::: Task inputs

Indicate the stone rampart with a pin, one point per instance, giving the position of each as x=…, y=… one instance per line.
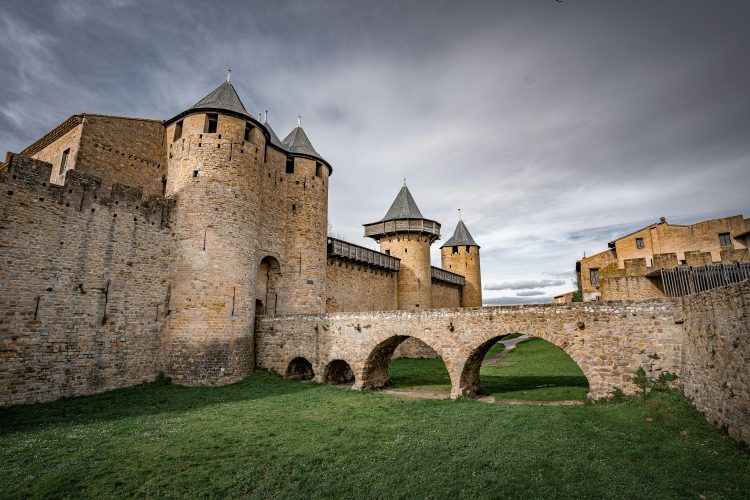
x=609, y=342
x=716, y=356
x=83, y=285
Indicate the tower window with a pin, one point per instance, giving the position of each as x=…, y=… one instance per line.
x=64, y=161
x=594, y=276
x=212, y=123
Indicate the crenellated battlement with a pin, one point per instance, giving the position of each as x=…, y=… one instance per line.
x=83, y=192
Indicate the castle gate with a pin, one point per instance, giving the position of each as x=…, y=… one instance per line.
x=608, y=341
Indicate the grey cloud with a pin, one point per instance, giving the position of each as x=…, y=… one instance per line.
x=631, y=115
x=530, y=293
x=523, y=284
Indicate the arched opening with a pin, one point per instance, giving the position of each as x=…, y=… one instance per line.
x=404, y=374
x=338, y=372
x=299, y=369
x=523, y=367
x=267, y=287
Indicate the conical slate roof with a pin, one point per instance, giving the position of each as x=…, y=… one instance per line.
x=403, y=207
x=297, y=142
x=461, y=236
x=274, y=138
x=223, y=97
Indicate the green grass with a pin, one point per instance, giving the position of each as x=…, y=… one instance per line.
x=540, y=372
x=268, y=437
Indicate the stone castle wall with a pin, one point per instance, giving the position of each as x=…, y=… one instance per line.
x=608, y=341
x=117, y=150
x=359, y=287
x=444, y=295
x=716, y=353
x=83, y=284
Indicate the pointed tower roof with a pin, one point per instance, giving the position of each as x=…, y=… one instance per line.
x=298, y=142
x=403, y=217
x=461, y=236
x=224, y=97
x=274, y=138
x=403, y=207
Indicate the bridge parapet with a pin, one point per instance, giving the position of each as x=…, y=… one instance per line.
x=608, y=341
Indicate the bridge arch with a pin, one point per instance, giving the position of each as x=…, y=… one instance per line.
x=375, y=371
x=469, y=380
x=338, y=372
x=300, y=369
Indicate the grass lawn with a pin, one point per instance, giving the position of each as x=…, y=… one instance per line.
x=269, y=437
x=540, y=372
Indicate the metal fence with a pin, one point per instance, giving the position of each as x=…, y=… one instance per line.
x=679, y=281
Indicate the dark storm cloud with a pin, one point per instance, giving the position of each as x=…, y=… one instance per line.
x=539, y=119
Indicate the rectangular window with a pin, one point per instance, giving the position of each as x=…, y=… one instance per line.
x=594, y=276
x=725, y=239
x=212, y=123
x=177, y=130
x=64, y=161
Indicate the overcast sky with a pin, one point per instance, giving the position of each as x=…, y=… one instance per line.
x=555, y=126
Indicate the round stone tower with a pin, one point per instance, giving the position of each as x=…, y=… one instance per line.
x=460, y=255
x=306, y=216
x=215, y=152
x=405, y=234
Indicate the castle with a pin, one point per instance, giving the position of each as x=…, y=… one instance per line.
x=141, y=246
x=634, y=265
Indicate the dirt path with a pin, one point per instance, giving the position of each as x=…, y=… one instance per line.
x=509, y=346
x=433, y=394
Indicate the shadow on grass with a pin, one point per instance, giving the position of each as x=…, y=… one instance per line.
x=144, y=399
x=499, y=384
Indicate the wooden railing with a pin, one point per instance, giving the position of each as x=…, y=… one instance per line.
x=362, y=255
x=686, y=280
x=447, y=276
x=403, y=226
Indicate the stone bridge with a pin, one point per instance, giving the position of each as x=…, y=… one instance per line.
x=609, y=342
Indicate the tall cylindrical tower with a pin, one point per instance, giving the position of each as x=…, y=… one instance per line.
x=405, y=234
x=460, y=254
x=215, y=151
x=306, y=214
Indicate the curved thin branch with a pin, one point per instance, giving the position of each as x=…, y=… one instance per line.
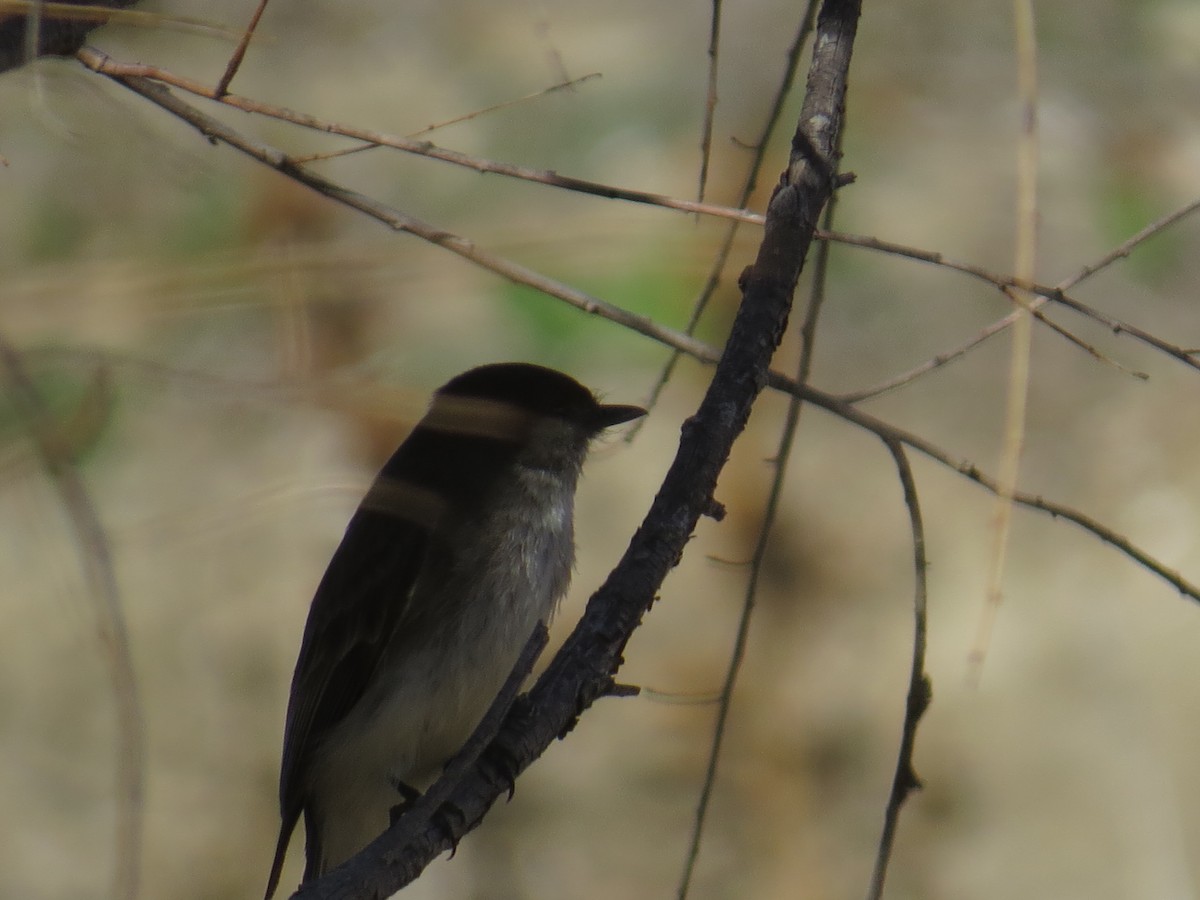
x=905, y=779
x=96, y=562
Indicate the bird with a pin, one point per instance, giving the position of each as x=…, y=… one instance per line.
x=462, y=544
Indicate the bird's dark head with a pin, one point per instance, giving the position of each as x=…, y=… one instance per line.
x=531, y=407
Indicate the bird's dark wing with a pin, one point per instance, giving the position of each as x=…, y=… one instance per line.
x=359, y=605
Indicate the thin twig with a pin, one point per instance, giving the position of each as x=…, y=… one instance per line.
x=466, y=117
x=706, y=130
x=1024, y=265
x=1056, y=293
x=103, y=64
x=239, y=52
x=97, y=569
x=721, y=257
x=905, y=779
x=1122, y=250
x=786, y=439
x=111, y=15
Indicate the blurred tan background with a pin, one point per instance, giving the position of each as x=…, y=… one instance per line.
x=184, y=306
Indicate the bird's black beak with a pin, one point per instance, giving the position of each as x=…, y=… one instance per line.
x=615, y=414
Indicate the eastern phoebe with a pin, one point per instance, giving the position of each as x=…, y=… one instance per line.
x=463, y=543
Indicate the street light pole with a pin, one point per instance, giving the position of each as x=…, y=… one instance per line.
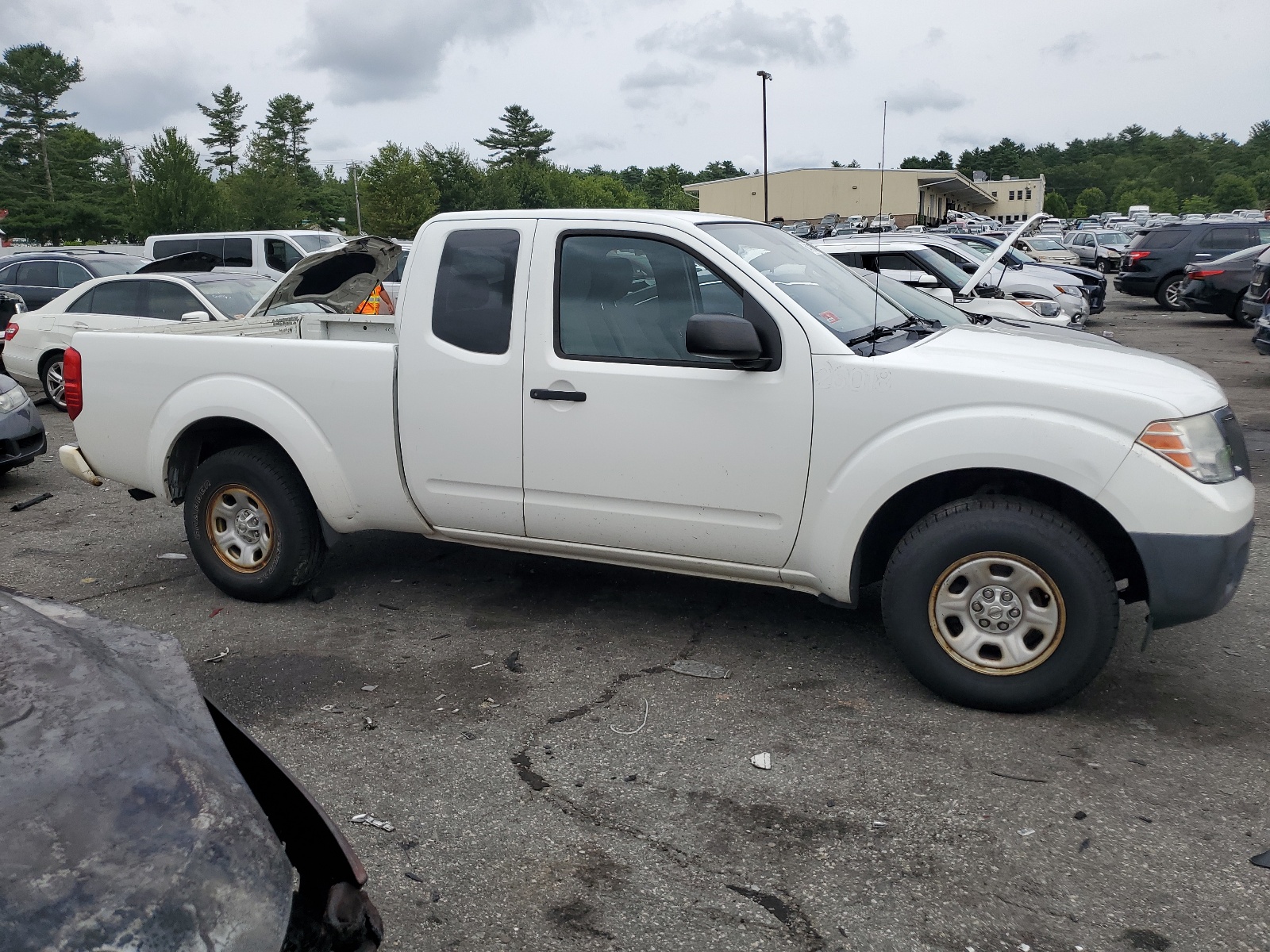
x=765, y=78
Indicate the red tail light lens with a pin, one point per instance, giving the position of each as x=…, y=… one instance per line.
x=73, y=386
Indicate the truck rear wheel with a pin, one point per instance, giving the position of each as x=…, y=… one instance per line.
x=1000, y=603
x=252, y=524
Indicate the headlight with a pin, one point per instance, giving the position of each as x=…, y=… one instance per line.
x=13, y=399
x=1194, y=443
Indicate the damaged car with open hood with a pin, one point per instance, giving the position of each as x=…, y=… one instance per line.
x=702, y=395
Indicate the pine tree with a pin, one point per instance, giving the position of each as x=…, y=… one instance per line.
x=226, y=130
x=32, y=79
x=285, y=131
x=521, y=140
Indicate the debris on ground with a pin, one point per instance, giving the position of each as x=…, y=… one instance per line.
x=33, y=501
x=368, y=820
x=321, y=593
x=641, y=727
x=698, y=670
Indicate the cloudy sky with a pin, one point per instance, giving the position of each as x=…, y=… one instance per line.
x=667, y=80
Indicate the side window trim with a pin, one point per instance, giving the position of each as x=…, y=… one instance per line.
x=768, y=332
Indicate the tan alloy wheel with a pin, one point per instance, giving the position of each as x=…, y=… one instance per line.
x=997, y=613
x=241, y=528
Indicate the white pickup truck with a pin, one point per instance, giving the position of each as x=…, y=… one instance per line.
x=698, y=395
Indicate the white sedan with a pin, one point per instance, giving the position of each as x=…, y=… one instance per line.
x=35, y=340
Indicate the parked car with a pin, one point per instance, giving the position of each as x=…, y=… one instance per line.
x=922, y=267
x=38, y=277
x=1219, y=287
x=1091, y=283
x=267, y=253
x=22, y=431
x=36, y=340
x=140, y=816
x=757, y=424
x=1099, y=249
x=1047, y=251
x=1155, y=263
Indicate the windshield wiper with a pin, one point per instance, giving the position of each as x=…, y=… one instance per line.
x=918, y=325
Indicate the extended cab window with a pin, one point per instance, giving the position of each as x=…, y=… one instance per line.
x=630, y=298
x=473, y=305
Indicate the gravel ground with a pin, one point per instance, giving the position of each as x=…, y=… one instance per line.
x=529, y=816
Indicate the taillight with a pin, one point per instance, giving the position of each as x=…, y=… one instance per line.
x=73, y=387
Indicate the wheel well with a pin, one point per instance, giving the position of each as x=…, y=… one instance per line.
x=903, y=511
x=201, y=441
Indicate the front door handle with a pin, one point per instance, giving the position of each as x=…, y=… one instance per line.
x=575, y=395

::::::

> [Goal]
Copy the listing over exactly, skipping the pictures it holds.

> [Result for this exercise]
Indicate the stone rampart with a pin, one point per instance, giving the position of each as x=…, y=… one instance per line.
x=609, y=342
x=716, y=356
x=83, y=285
Indicate the tower window with a pin, one point per instance, giving the position of each as x=…, y=… one instance per line.
x=64, y=161
x=594, y=276
x=212, y=123
Indicate the crenellated battlement with a pin, one point per instance, giving the position of each as x=…, y=… one instance per line.
x=83, y=192
Indicate the castle gate with a pin, one point per instance, giving the position of each as x=…, y=… one instance per line.
x=608, y=341
Indicate the grey cloud with a pin, one point per instance, giving the position of each as x=…, y=… one instance per line.
x=631, y=115
x=530, y=293
x=523, y=284
Indicate the arched opening with a pin, one point per instance, giving the position of each as x=…, y=… one instance per line.
x=404, y=374
x=338, y=372
x=299, y=369
x=523, y=367
x=267, y=287
Indicate the conical slate roof with a pin, one point per instance, giving the position of each as x=…, y=… one instance per line.
x=403, y=207
x=297, y=142
x=461, y=236
x=274, y=138
x=223, y=97
Indicate the green grass with a pin, one point per instance, giving the position of each as x=…, y=… one instance per line.
x=540, y=372
x=268, y=437
Indicate the stone castle wall with a pin, one point per instance, giving the position of each as x=…, y=… one instance per line.
x=608, y=341
x=117, y=150
x=359, y=287
x=444, y=295
x=716, y=353
x=83, y=284
Indicate the pointed tower roof with a pin, one point per instance, giving the position of each as x=…, y=… one instance per line.
x=298, y=142
x=403, y=217
x=461, y=236
x=224, y=97
x=274, y=138
x=403, y=207
Indicate the bridge parapet with a pin, one point per instance, giving the position of each as x=…, y=… one instance per line.
x=608, y=341
Indicate the bridge arch with a pin, one point per instance, giving the position of each as x=…, y=… one instance per line.
x=375, y=371
x=469, y=380
x=338, y=372
x=300, y=369
Indicate the grass lawn with a pin, one point per instance, giving the position of each as x=…, y=… one instance per line.
x=269, y=437
x=540, y=372
Indicate the metal fence with a pin, one point per instance, giving the position of each as x=…, y=… one instance per line.
x=679, y=281
Indicate the dark storm cloud with a pin, one point per instance, giving the position of each as x=…, y=… one instance per line.
x=539, y=119
Indicate the rectangular window with a pin, one point per instance, giving the position of each as x=…, y=… one instance per line.
x=594, y=276
x=725, y=239
x=212, y=123
x=177, y=130
x=64, y=161
Indicate the overcast sky with a pin, one point per instance, giving the position of each as x=…, y=… one instance per line.
x=555, y=126
Indicate the round stone tower with a pin, one point per instance, giving the position of each as x=…, y=… one instance per line.
x=460, y=255
x=306, y=216
x=215, y=152
x=405, y=234
Indicate the castle with a pin, one point per instance, giving the position of each as x=…, y=… one instance per line.
x=141, y=246
x=634, y=265
Indicate the dirt path with a pin, one point per instance, giving the position of each as x=…, y=… one instance per line.
x=509, y=346
x=433, y=394
Indicate the shadow on grass with a pin, one point per instance, giving the position of each as x=…, y=… one instance per line.
x=144, y=399
x=499, y=384
Indicate the wooden railing with a pin, one point per instance, giving the position of each as x=…, y=… one instance per line.
x=362, y=255
x=686, y=280
x=447, y=276
x=403, y=226
Indicate the stone bridge with a pin, one point per instance, giving the position of each as x=…, y=… one instance per line.
x=609, y=342
Indicate the tall cylindrical tower with a pin, one point per instance, giving the position of each as x=…, y=… one instance per line.
x=405, y=234
x=460, y=254
x=215, y=151
x=306, y=214
Indicate the curved thin branch with a pin, one point per instance, giving the position of each as x=…, y=… one instance per line.
x=905, y=779
x=96, y=562
Indicate the bird with a pin, one point per instance, giving the position of each as x=…, y=… one instance per line.
x=462, y=544
Indicate the bird's dark head with a pin, one point per instance, giving the position of each as x=…, y=… one instance per line.
x=531, y=407
Indicate the bird's dark wing with a pin, one point per instance, giving the position of each as x=…, y=… one instance per line.
x=359, y=605
Indicate the thin twig with a pin, one point per instance, giving the position of each as x=…, y=… one instance per line.
x=466, y=117
x=706, y=130
x=1024, y=265
x=1056, y=293
x=103, y=64
x=239, y=52
x=97, y=569
x=721, y=257
x=905, y=779
x=1122, y=250
x=786, y=439
x=111, y=15
Indicate the blurred tan background with a pin, one point per instance, giving the position of each as x=…, y=… one instance per line.
x=184, y=306
Indicate the bird's black beak with a pin, one point per instance, giving the position of each as x=…, y=… one instance per line.
x=615, y=414
Indicate the eastern phoebe with a pin, one point per instance, giving the position of each as x=…, y=… one instance per line.
x=463, y=543
Indicate the street light pole with a pin, one point per instance, giving the position of each as x=…, y=… one instance per line.
x=765, y=78
Indicate the red tail light lens with a pin, one point per instance, giving the position of each as x=…, y=… one instance per line.
x=73, y=386
Indicate the truck rear wheel with a pin, one point per instance, giving the position of each as x=…, y=… one instance per line.
x=1000, y=603
x=252, y=524
Indicate the headlight with a pin, one point per instance, giving the position of each as x=…, y=… one instance per line.
x=13, y=399
x=1194, y=443
Indicate the damaged car with open hood with a pin, one point per instance, giving the position of each as x=…, y=… one instance per line.
x=702, y=395
Indicate the pine tree with a pin, one point per instance, giving the position of each as x=…, y=… one instance per line.
x=226, y=130
x=32, y=79
x=285, y=131
x=521, y=140
Indicate the debris on ground with a pin, one point per instance, giving the position of each as x=…, y=… one instance per line.
x=33, y=501
x=368, y=820
x=321, y=593
x=641, y=727
x=698, y=670
Indicate the cloudy sky with a pin, one point per instance, giving the position of each as x=…, y=… one instance per line.
x=667, y=80
Indicate the side window trim with a pin, one point per instance, giving the position of each as x=…, y=… one instance per line.
x=768, y=332
Indicate the tan alloy wheel with a pin, one point per instance, giving the position of each as x=…, y=… one instance per line.
x=997, y=613
x=241, y=528
Indicate the white pickup truck with a pin, one point per instance, giving the position of each as x=…, y=… one instance per line.
x=698, y=395
Indicate the white sedan with a pin, one point per instance, giving the position of each as x=…, y=… one instance per line.
x=35, y=340
Indicate the parked car with a pin, one point per instance, giving the position of each as x=…, y=… one instance per line.
x=922, y=267
x=38, y=277
x=1219, y=287
x=1091, y=283
x=267, y=253
x=22, y=431
x=36, y=340
x=140, y=816
x=757, y=424
x=1099, y=249
x=1047, y=251
x=1155, y=263
Indicate the windshield wiper with a pin, one point per instance, giving the position of each as x=…, y=… one instance per line.
x=918, y=325
Indicate the extended cab window with a pin, one point per instance, giving the position of each as x=…, y=… one instance per line.
x=630, y=298
x=473, y=305
Indicate the gravel ground with a pin, one point per instance, giving the position of each as x=…, y=… one instance per line.
x=529, y=816
Indicate the taillight with a pin, one point per instance, giving the position of each as x=…, y=… one instance per line.
x=73, y=387
Indicate the wheel well with a pin, one point per instance, giving the position of each as x=…, y=… one instance per line.
x=903, y=511
x=201, y=441
Indicate the front door handle with a pin, one point per instance, giving the position of each as x=…, y=… one instance per line.
x=575, y=395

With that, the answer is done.